Report every line of the rows below that contains the word "loaf", matching case exactly.
--- Input material ---
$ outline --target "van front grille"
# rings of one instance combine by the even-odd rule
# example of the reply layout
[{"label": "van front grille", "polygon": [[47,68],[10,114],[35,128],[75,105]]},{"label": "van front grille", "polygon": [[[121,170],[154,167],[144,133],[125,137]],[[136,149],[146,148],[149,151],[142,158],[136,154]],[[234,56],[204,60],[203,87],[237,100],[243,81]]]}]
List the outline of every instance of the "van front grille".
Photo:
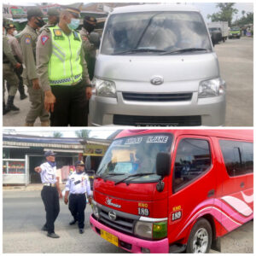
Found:
[{"label": "van front grille", "polygon": [[123,98],[126,101],[137,102],[181,102],[190,101],[192,93],[148,94],[123,92]]},{"label": "van front grille", "polygon": [[199,126],[200,115],[190,116],[137,116],[114,114],[113,125],[135,126]]}]

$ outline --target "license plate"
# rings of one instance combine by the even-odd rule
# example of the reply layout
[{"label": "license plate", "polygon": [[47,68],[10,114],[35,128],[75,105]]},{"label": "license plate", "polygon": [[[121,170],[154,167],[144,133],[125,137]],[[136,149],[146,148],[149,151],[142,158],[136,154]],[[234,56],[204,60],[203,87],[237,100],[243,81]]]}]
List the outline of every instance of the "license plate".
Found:
[{"label": "license plate", "polygon": [[103,230],[101,230],[101,236],[107,240],[108,241],[114,244],[116,247],[119,247],[119,239],[117,236]]}]

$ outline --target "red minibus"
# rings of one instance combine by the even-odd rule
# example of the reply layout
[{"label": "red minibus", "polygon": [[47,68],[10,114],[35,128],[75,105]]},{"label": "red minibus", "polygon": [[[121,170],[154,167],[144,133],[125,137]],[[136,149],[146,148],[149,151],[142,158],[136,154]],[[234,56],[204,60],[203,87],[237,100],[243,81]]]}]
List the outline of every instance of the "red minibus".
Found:
[{"label": "red minibus", "polygon": [[154,129],[112,143],[90,222],[131,253],[207,253],[253,218],[253,130]]}]

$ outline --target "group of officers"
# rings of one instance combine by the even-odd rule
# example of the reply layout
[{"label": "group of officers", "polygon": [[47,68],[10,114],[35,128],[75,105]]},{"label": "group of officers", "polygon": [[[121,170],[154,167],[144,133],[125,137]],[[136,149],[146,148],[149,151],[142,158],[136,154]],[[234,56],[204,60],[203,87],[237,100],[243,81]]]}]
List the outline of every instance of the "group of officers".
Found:
[{"label": "group of officers", "polygon": [[[82,29],[80,9],[73,6],[51,8],[48,23],[38,7],[27,9],[27,24],[17,33],[13,24],[3,25],[3,114],[19,111],[14,104],[19,89],[27,96],[30,108],[25,125],[87,126],[96,51],[100,36],[93,32],[96,20],[85,16]],[[5,36],[5,34],[7,34]],[[4,80],[8,100],[4,101]]]},{"label": "group of officers", "polygon": [[[46,222],[42,230],[47,231],[47,236],[59,238],[55,233],[55,221],[60,212],[59,198],[62,198],[62,192],[60,189],[59,177],[56,176],[55,154],[47,151],[44,154],[46,161],[40,166],[35,167],[35,172],[40,173],[43,189],[41,197],[46,212]],[[84,172],[84,163],[78,160],[75,163],[76,171],[73,172],[65,186],[64,202],[68,203],[69,211],[73,219],[69,223],[73,225],[78,222],[79,233],[84,233],[84,210],[86,207],[86,196],[89,203],[91,204],[92,191],[88,175]]]}]

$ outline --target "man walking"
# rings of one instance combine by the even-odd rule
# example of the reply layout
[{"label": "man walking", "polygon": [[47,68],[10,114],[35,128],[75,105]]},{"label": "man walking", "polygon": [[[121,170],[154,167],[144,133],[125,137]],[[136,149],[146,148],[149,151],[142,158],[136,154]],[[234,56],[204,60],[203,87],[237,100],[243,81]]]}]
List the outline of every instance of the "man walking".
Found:
[{"label": "man walking", "polygon": [[76,172],[69,176],[66,183],[64,201],[67,205],[69,195],[68,208],[73,217],[73,220],[69,224],[73,225],[78,221],[79,233],[83,234],[84,232],[84,210],[86,207],[85,192],[87,192],[90,204],[91,204],[92,192],[88,175],[84,173],[84,163],[79,160],[75,163],[75,166]]},{"label": "man walking", "polygon": [[45,28],[37,44],[37,70],[51,126],[87,126],[91,84],[82,40],[75,31],[80,10],[66,6],[60,22]]},{"label": "man walking", "polygon": [[26,118],[26,126],[33,126],[38,117],[40,118],[41,126],[49,126],[49,113],[44,108],[44,92],[39,85],[36,72],[36,44],[38,40],[36,30],[45,24],[43,16],[38,7],[30,8],[27,10],[28,23],[19,36],[25,66],[22,77],[24,84],[27,85],[31,102],[31,108]]},{"label": "man walking", "polygon": [[55,154],[52,151],[47,151],[44,154],[46,162],[35,171],[40,173],[41,181],[44,184],[41,191],[41,197],[44,204],[46,212],[46,223],[42,230],[48,231],[47,236],[51,238],[59,238],[55,233],[55,221],[60,212],[59,197],[62,198],[61,190],[59,185],[59,178],[56,177]]},{"label": "man walking", "polygon": [[[13,55],[15,58],[15,60],[22,64],[22,51],[21,51],[21,49],[20,49],[20,46],[19,44],[19,42],[17,40],[17,38],[15,37],[15,35],[16,34],[17,31],[16,31],[16,27],[14,24],[8,24],[6,26],[6,32],[7,32],[7,38],[8,38],[8,40],[9,40],[9,44],[11,47],[11,49],[12,49],[12,52],[13,52]],[[24,85],[23,85],[23,79],[21,78],[21,73],[22,73],[22,71],[23,71],[23,67],[22,66],[20,67],[20,69],[15,69],[15,73],[19,79],[19,86],[18,86],[18,90],[20,92],[20,100],[24,100],[26,98],[27,98],[27,96],[25,94],[25,91],[24,91]],[[7,87],[9,88],[8,90],[9,90],[9,86],[11,84],[7,84]]]}]

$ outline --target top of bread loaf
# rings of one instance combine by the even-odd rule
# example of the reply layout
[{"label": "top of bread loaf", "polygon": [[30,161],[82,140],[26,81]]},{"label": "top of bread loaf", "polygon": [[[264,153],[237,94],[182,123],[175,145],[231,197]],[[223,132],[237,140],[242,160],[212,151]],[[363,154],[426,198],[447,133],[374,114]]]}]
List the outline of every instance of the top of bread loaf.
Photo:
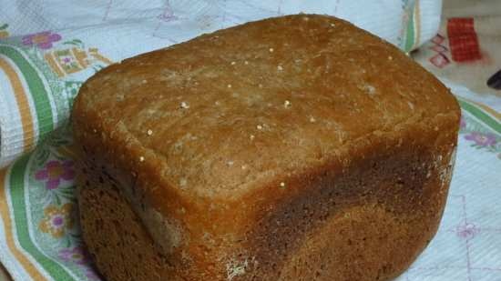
---
* Written answer:
$ outline --target top of bread loaf
[{"label": "top of bread loaf", "polygon": [[30,161],[82,140],[26,81]]},{"label": "top of bread loaf", "polygon": [[[264,153],[237,94],[182,123],[175,145],[231,197]],[[223,132],[237,140],[242,160],[212,151]],[[363,154],[426,198],[447,133],[374,114]]]}]
List the outline of every instance of the top of bread loaf.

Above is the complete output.